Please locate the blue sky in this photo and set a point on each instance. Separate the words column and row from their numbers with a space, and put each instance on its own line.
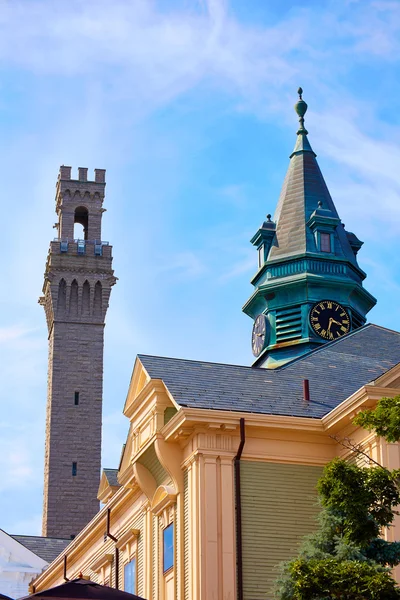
column 189, row 107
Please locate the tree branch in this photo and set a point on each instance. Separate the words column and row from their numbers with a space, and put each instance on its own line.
column 356, row 448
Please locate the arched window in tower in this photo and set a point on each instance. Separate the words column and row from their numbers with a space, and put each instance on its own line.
column 98, row 302
column 62, row 295
column 81, row 219
column 73, row 301
column 86, row 298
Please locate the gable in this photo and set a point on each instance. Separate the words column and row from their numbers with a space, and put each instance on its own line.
column 335, row 372
column 12, row 552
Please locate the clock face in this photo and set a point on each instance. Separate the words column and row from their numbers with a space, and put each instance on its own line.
column 329, row 320
column 259, row 335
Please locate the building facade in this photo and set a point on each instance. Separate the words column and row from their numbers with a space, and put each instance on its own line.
column 76, row 290
column 217, row 481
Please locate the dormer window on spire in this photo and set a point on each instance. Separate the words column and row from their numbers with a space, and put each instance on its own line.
column 263, row 240
column 325, row 242
column 323, row 224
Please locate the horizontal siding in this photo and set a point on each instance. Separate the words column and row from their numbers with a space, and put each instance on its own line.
column 279, row 507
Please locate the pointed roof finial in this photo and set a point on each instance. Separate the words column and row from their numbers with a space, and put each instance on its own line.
column 301, row 109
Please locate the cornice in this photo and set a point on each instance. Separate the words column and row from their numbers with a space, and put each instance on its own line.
column 366, row 397
column 103, row 561
column 78, row 546
column 129, row 536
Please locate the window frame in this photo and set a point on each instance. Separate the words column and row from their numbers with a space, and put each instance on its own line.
column 132, row 559
column 169, row 567
column 324, row 235
column 261, row 256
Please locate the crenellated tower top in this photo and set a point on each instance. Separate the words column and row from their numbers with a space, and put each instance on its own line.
column 80, row 201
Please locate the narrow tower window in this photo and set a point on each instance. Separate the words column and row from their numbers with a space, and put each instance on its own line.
column 82, row 218
column 261, row 257
column 325, row 242
column 168, row 536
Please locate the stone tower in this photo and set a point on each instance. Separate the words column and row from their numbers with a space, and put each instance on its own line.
column 76, row 291
column 308, row 286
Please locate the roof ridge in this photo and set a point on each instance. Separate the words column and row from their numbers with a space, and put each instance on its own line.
column 208, row 362
column 326, row 345
column 41, row 537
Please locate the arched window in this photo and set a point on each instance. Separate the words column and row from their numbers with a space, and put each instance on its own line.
column 73, row 301
column 81, row 219
column 85, row 298
column 98, row 301
column 62, row 295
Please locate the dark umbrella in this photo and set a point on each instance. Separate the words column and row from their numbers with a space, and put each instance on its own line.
column 83, row 589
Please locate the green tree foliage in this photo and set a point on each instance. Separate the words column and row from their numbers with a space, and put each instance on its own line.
column 346, row 558
column 384, row 419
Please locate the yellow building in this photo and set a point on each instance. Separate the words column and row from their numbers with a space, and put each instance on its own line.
column 216, row 484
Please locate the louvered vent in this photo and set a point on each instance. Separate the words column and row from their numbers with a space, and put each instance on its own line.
column 288, row 324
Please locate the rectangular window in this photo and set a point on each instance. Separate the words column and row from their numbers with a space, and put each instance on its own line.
column 325, row 242
column 130, row 577
column 261, row 257
column 168, row 536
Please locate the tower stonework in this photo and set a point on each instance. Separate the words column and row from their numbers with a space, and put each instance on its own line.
column 76, row 291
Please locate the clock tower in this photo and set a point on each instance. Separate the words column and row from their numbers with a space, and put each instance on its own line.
column 308, row 286
column 77, row 285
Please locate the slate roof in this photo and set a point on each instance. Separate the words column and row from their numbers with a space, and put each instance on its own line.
column 46, row 548
column 304, row 186
column 111, row 475
column 335, row 371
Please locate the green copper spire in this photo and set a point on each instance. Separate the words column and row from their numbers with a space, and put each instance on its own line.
column 305, row 257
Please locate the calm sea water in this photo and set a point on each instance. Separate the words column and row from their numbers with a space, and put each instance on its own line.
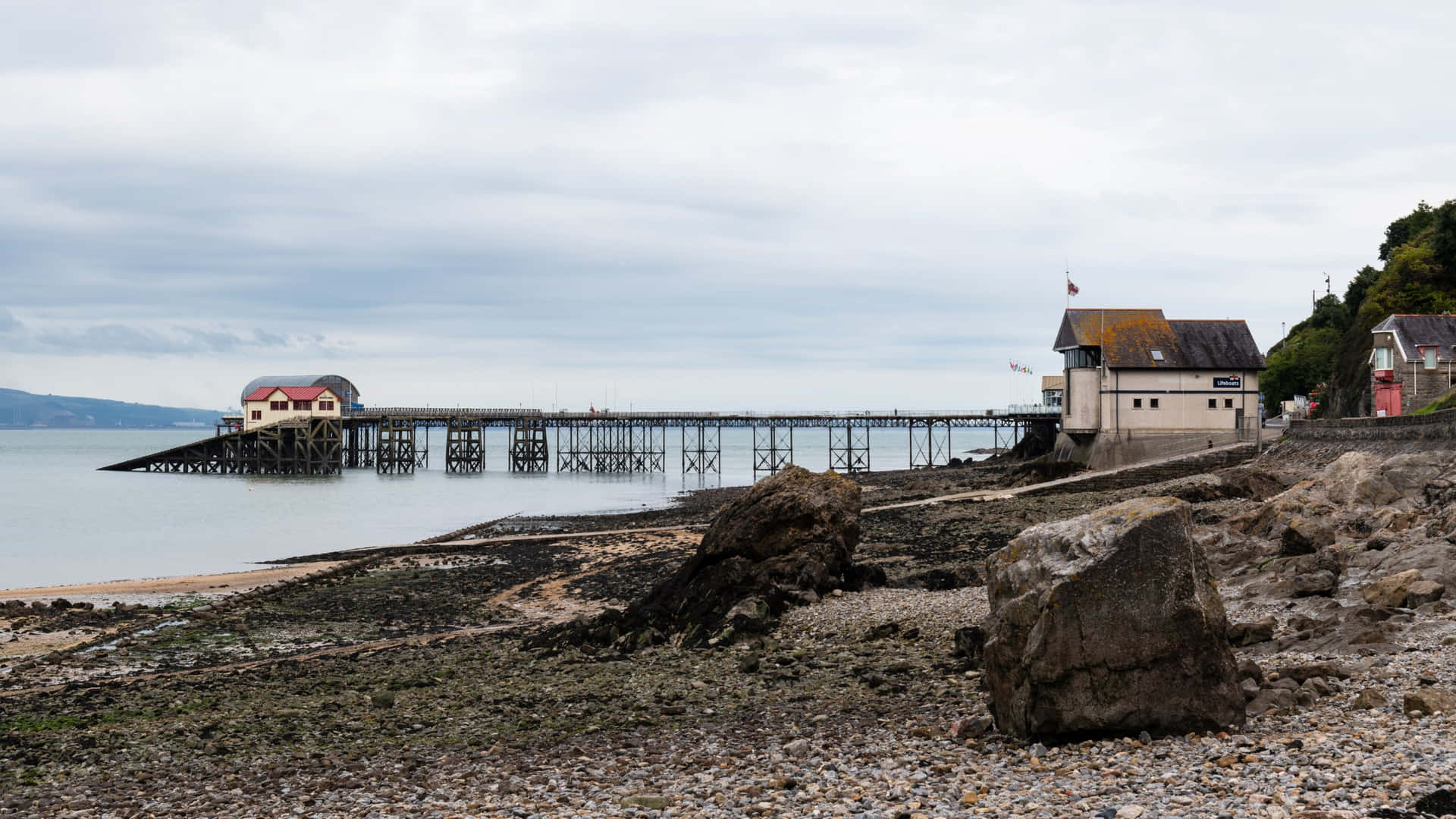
column 64, row 522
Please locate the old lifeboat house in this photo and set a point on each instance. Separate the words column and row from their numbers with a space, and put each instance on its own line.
column 1138, row 385
column 271, row 404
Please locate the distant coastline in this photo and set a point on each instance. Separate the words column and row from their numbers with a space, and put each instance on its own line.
column 22, row 410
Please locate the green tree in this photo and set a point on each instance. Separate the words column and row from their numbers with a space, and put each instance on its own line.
column 1359, row 286
column 1443, row 240
column 1305, row 360
column 1405, row 229
column 1329, row 312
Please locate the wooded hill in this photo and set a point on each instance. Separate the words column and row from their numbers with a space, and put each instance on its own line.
column 1329, row 352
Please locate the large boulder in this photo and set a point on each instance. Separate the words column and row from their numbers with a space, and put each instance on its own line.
column 786, row 541
column 1109, row 624
column 1391, row 591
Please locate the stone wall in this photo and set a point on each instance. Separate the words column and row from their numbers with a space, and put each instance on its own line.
column 1402, row 428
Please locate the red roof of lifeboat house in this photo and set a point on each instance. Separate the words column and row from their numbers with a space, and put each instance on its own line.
column 293, row 392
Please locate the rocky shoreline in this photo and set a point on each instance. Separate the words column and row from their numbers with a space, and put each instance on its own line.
column 400, row 684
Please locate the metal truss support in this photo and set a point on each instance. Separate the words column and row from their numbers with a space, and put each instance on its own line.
column 360, row 442
column 1009, row 441
column 573, row 449
column 610, row 447
column 648, row 449
column 772, row 449
column 849, row 449
column 397, row 447
column 465, row 447
column 929, row 444
column 702, row 449
column 529, row 450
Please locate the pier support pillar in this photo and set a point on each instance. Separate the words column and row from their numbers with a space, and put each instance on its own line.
column 529, row 450
column 772, row 449
column 397, row 447
column 465, row 447
column 647, row 449
column 702, row 449
column 929, row 444
column 849, row 449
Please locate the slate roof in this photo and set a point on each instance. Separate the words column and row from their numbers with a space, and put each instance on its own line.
column 1416, row 331
column 300, row 381
column 1128, row 337
column 293, row 392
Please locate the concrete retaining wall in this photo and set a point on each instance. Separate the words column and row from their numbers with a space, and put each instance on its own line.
column 1401, row 428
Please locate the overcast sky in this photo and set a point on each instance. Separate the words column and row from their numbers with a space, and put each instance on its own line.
column 682, row 205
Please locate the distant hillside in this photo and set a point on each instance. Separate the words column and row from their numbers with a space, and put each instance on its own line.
column 27, row 410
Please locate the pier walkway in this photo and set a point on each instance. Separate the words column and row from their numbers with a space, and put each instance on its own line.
column 386, row 439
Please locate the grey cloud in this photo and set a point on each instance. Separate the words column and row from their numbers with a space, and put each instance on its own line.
column 742, row 187
column 126, row 340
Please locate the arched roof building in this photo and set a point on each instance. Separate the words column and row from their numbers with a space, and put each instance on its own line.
column 341, row 387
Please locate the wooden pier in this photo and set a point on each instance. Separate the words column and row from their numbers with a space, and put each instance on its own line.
column 386, row 439
column 313, row 447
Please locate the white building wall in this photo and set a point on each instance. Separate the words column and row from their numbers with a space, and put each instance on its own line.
column 274, row 416
column 1081, row 401
column 1181, row 400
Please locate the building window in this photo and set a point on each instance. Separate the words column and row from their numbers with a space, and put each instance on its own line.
column 1081, row 357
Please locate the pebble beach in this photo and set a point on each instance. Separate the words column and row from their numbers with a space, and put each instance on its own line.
column 402, row 687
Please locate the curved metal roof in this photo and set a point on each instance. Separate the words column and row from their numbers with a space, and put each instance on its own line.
column 297, row 381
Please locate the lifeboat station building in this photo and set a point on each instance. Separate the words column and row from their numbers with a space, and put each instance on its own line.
column 271, row 404
column 1138, row 385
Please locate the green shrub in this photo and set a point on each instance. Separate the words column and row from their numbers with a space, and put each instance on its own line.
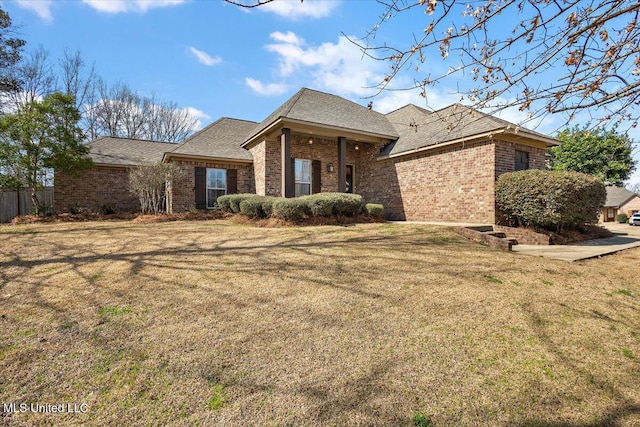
column 224, row 202
column 549, row 199
column 373, row 210
column 235, row 199
column 291, row 209
column 320, row 204
column 251, row 207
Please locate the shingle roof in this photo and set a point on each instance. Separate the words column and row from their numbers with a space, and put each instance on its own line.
column 321, row 108
column 221, row 139
column 419, row 128
column 618, row 196
column 127, row 152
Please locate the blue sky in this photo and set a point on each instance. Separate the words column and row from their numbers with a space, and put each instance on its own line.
column 219, row 60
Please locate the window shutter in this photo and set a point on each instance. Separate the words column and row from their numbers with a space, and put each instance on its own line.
column 316, row 172
column 232, row 181
column 201, row 188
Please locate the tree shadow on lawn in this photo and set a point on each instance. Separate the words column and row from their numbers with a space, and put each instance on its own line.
column 613, row 417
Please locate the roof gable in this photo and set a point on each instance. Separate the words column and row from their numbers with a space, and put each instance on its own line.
column 419, row 128
column 221, row 139
column 324, row 109
column 127, row 152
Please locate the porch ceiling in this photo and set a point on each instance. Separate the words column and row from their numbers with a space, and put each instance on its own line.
column 314, row 129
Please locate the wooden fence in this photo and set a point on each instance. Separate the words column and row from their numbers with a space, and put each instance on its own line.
column 14, row 203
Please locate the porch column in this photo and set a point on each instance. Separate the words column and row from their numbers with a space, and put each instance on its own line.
column 342, row 164
column 288, row 183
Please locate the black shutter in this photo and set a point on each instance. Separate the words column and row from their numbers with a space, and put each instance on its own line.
column 292, row 182
column 232, row 181
column 316, row 173
column 201, row 188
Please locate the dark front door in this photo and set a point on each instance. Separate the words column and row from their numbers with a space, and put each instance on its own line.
column 349, row 179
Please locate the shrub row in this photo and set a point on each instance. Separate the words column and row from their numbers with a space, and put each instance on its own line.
column 549, row 199
column 292, row 209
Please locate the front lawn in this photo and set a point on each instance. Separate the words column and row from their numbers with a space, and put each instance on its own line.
column 215, row 323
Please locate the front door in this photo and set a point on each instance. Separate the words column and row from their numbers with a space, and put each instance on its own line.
column 349, row 179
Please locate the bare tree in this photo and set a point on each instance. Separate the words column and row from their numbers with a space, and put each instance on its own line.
column 152, row 183
column 633, row 187
column 80, row 81
column 544, row 57
column 35, row 77
column 122, row 112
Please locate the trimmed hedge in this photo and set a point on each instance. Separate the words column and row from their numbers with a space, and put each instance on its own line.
column 373, row 210
column 236, row 199
column 293, row 209
column 252, row 207
column 549, row 199
column 224, row 202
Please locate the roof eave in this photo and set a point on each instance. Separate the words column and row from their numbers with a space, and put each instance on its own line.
column 286, row 120
column 168, row 156
column 483, row 136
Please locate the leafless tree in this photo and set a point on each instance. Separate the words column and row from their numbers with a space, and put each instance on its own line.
column 78, row 79
column 634, row 187
column 122, row 112
column 542, row 56
column 151, row 183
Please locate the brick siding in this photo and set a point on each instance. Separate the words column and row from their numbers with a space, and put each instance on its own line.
column 524, row 236
column 323, row 148
column 96, row 187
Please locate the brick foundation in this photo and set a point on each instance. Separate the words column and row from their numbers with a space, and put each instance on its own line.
column 96, row 187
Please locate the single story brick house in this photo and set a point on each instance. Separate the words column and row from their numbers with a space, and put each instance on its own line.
column 421, row 165
column 619, row 201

- To do: Please retype, without any change, the line containing "Please locate the brick foundation" and every line after it to the end of the entries above, and only those.

- Result for this task:
Please locate the brick foundation in this photo and set a point on each instance. Separate the words column and row from their numbers with a space, and put each instance on its own line.
column 96, row 187
Please locate the single story brick house in this photo and set a point on each instance. Separate the words column and row from their numbers with a space, and put each instance on its own line.
column 421, row 165
column 619, row 201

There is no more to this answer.